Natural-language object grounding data

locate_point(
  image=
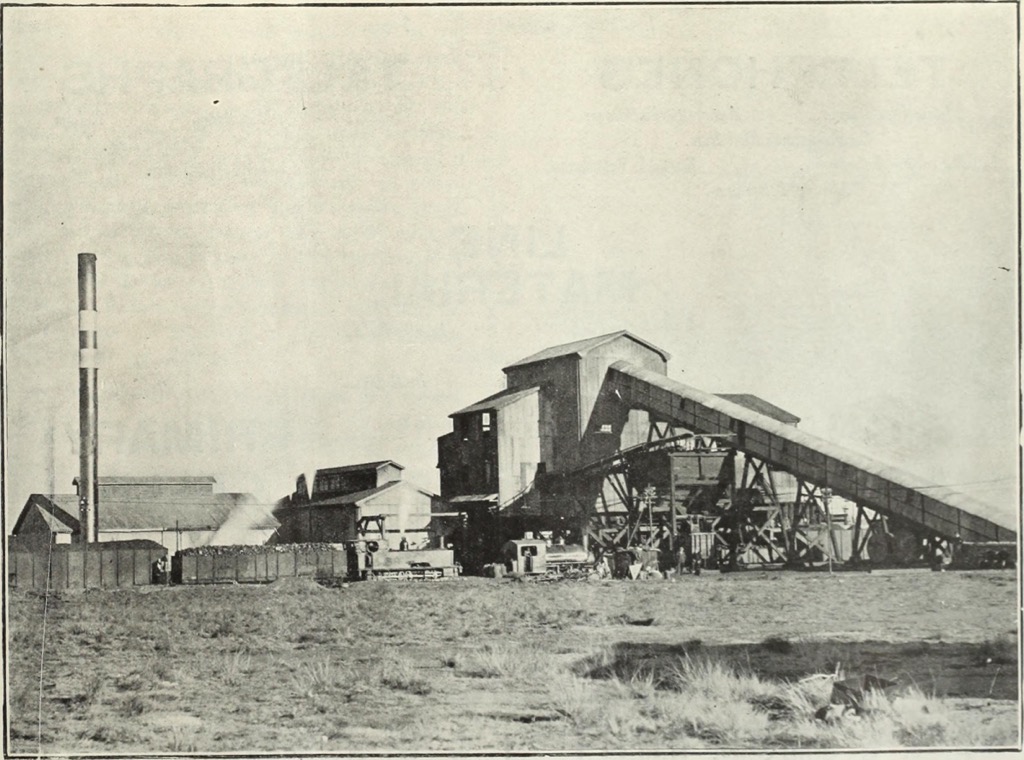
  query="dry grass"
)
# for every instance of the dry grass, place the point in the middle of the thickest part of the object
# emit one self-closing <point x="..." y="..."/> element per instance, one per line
<point x="485" y="666"/>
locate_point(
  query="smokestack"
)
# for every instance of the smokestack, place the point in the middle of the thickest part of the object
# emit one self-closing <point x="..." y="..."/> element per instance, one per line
<point x="88" y="481"/>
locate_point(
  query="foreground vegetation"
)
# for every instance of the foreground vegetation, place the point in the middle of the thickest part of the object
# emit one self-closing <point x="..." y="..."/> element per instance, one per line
<point x="718" y="662"/>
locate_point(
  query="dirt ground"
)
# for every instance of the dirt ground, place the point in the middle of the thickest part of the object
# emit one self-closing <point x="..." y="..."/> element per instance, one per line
<point x="481" y="665"/>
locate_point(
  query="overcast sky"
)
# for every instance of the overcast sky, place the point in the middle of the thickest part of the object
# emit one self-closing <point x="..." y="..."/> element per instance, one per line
<point x="322" y="230"/>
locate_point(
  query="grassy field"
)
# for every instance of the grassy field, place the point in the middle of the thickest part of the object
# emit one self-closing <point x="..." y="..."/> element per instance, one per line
<point x="719" y="661"/>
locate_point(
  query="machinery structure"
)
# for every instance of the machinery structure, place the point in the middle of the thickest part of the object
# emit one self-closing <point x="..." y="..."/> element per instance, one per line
<point x="591" y="442"/>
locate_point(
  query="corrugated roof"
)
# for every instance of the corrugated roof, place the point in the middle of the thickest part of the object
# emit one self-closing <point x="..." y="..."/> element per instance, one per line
<point x="48" y="506"/>
<point x="146" y="514"/>
<point x="359" y="497"/>
<point x="759" y="405"/>
<point x="581" y="347"/>
<point x="468" y="498"/>
<point x="496" y="400"/>
<point x="353" y="467"/>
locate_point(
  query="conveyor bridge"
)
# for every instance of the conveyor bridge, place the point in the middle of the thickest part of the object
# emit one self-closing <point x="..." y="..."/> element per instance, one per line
<point x="890" y="492"/>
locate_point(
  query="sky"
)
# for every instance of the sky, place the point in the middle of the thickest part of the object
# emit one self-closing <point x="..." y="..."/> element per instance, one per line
<point x="321" y="230"/>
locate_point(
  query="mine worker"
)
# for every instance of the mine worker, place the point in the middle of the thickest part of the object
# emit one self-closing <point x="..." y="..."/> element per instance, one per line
<point x="161" y="571"/>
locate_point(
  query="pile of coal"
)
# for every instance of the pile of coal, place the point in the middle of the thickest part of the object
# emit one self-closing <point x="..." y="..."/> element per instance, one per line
<point x="220" y="551"/>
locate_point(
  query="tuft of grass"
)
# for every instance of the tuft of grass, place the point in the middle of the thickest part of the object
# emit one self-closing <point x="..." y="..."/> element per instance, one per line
<point x="133" y="707"/>
<point x="502" y="661"/>
<point x="235" y="667"/>
<point x="313" y="678"/>
<point x="398" y="675"/>
<point x="134" y="681"/>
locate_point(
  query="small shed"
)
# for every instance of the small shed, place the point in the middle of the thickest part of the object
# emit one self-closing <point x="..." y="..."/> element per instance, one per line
<point x="525" y="555"/>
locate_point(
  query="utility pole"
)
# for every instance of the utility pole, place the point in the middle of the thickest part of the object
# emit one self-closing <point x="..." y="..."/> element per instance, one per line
<point x="826" y="497"/>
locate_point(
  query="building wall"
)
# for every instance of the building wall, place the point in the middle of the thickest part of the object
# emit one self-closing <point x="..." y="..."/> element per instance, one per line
<point x="311" y="523"/>
<point x="594" y="366"/>
<point x="559" y="410"/>
<point x="572" y="409"/>
<point x="468" y="457"/>
<point x="518" y="447"/>
<point x="327" y="484"/>
<point x="408" y="512"/>
<point x="36" y="533"/>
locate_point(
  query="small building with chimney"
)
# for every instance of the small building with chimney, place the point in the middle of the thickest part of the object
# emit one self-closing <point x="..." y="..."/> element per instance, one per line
<point x="176" y="511"/>
<point x="331" y="511"/>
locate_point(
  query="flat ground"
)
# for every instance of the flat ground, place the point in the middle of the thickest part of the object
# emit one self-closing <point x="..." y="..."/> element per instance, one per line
<point x="483" y="665"/>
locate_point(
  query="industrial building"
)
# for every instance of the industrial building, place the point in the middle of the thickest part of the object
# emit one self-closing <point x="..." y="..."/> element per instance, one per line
<point x="344" y="498"/>
<point x="592" y="442"/>
<point x="178" y="512"/>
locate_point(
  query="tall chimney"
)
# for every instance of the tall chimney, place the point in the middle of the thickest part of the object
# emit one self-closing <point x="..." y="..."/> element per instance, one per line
<point x="88" y="482"/>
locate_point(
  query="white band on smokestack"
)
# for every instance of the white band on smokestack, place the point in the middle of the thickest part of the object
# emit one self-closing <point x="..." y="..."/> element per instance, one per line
<point x="88" y="357"/>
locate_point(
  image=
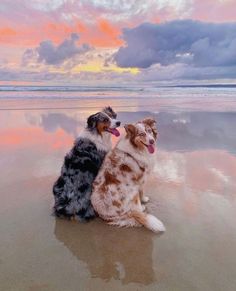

→ **Work instruction**:
Reproduce the entries exactly. Do not carry over any picture.

→ **Result of the task**:
locate_point(
  image=
  query="dry grass"
)
# for every instance of the dry grass, place the point in the middle of the thickest part of the object
# emit one self-closing <point x="..." y="..."/> element per instance, one per line
<point x="485" y="666"/>
locate_point(
  query="smokestack"
)
# for every instance of the smokestack, place the point in the middle of the thickest part of the object
# emit one self-closing <point x="..." y="..."/> element per instance, one per line
<point x="88" y="481"/>
locate_point(
  query="foreground vegetation"
)
# for every instance of the foreground vegetation, place the point in the middle of the thickest part of the object
# emit one self-closing <point x="..." y="..."/> element per instance, one per line
<point x="718" y="662"/>
locate_point(
  query="dirt ground"
)
# for every instance of the dirt ground, place the point in the middle of the thickest part of the object
# emit one self-closing <point x="..." y="..."/> element per instance, one per line
<point x="481" y="665"/>
locate_point(
  query="overcast sky"
)
# for every instance of the overcast sky, place the point in the middle of the thickest part of the object
# emit one self-closing <point x="..." y="..."/> element per instance, one per line
<point x="322" y="230"/>
locate_point(
  query="grassy field"
)
# for every instance of the grassy field, place the point in the middle of the thickest part of the object
# emit one self-closing <point x="..." y="..."/> element per instance, one per line
<point x="719" y="661"/>
locate_point(
  query="machinery structure"
)
# for every instance of the machinery structure, place the point in the middle of the thickest part of the object
# emit one self-closing <point x="..." y="..."/> element per instance, one per line
<point x="591" y="442"/>
locate_point(
  query="corrugated roof"
)
# for every instance of the corrugated roof, place the point in the middle of the thickest part of the object
# emit one self-closing <point x="..." y="..."/> element per instance, one per line
<point x="48" y="506"/>
<point x="146" y="514"/>
<point x="359" y="497"/>
<point x="759" y="405"/>
<point x="581" y="347"/>
<point x="468" y="498"/>
<point x="496" y="400"/>
<point x="353" y="467"/>
locate_point(
  query="conveyor bridge"
)
# for every instance of the conveyor bridge, place the point in the middle of the thickest part of the object
# emit one self-closing <point x="..." y="..."/> element per instance, one per line
<point x="890" y="492"/>
locate_point(
  query="sky"
)
# for every instance of the sky, place the point in the middle of the thickest part of the object
# emit one self-closing <point x="..." y="..."/> element per instance, one per line
<point x="321" y="230"/>
locate_point(
  query="mine worker"
)
# for every instance of the mine worker, place the point in the middle of the thickest part of the object
# emit one self-closing <point x="..." y="..."/> element per instance, one per line
<point x="161" y="571"/>
locate_point(
  query="pile of coal"
)
# for every instance of the pile of coal, place the point in the middle of the thickest part of the object
# emit one self-closing <point x="..." y="..."/> element per instance, one per line
<point x="220" y="551"/>
locate_point(
  query="tuft of grass"
)
# for every instance of the tuft of grass, place the point in the middle of the thickest part of the object
# emit one self-closing <point x="..." y="..."/> element per instance, one per line
<point x="133" y="707"/>
<point x="502" y="661"/>
<point x="235" y="667"/>
<point x="313" y="678"/>
<point x="398" y="675"/>
<point x="134" y="681"/>
locate_point(
  query="small shed"
)
# for every instance of the small shed, place the point in the middle of the thickest part of the object
# emit one self-closing <point x="..." y="..."/> element per instance, one per line
<point x="525" y="555"/>
locate_point(
  query="utility pole"
)
# for every instance of the utility pole, place the point in the middle of the thickest part of the object
# emit one self-closing <point x="..." y="..."/> element per instance, one per line
<point x="826" y="497"/>
locate_point(
  query="building wall"
)
# for every instance of the building wall, place the point in the middle of the thickest part of the object
# emit one self-closing <point x="..." y="..."/> element per instance, one per line
<point x="311" y="523"/>
<point x="594" y="366"/>
<point x="559" y="410"/>
<point x="572" y="409"/>
<point x="468" y="457"/>
<point x="518" y="447"/>
<point x="327" y="484"/>
<point x="408" y="512"/>
<point x="36" y="533"/>
locate_point(
  query="small building with chimney"
)
# for every instance of the small building with chimney, place the point in the middle of the thickest part of the object
# emit one self-closing <point x="..." y="..."/> element per instance, one per line
<point x="176" y="511"/>
<point x="331" y="511"/>
locate_point(
  query="flat ground"
)
# for every instance of the flat ground, place the point in the middle of the thickest part of the object
# emit one self-closing <point x="..." y="..."/> element per instance, one per line
<point x="483" y="665"/>
locate_point(
  query="industrial building"
)
# for every instance of the industrial building, place the point in the middle of the thickest part of the object
# emit one self-closing <point x="..." y="..."/> element per instance, one per line
<point x="344" y="498"/>
<point x="592" y="442"/>
<point x="178" y="512"/>
locate_point(
  query="tall chimney"
)
# for every instance of the tall chimney, place the point in the middle of the thickest part of the object
# emit one self-closing <point x="..." y="..."/> element per instance, one per line
<point x="88" y="482"/>
locate_point(
  query="white band on smokestack"
)
# for every instance of the white band on smokestack, place the point in the middle of the thickest part of the object
# emit one self-closing <point x="..." y="..."/> element per instance, one per line
<point x="88" y="357"/>
locate_point(
  image=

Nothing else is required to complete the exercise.